▶ [Task instructions]: Copy the data below word for word, including every line of text and every point. Leave out the pictures.

▶ [The records]:
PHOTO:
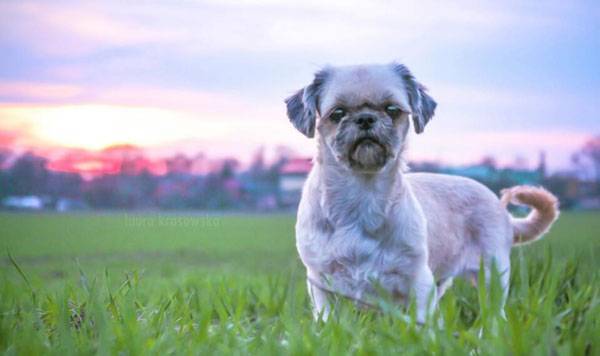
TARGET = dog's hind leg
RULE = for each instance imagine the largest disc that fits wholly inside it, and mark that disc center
(425, 293)
(321, 305)
(498, 265)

▶ [Complete answer]:
PHOTO:
TARGET = dog's hind leg
RULE = for each instance imagine the largest disc that fits wholly inside it, and mark that disc center
(425, 293)
(321, 305)
(498, 265)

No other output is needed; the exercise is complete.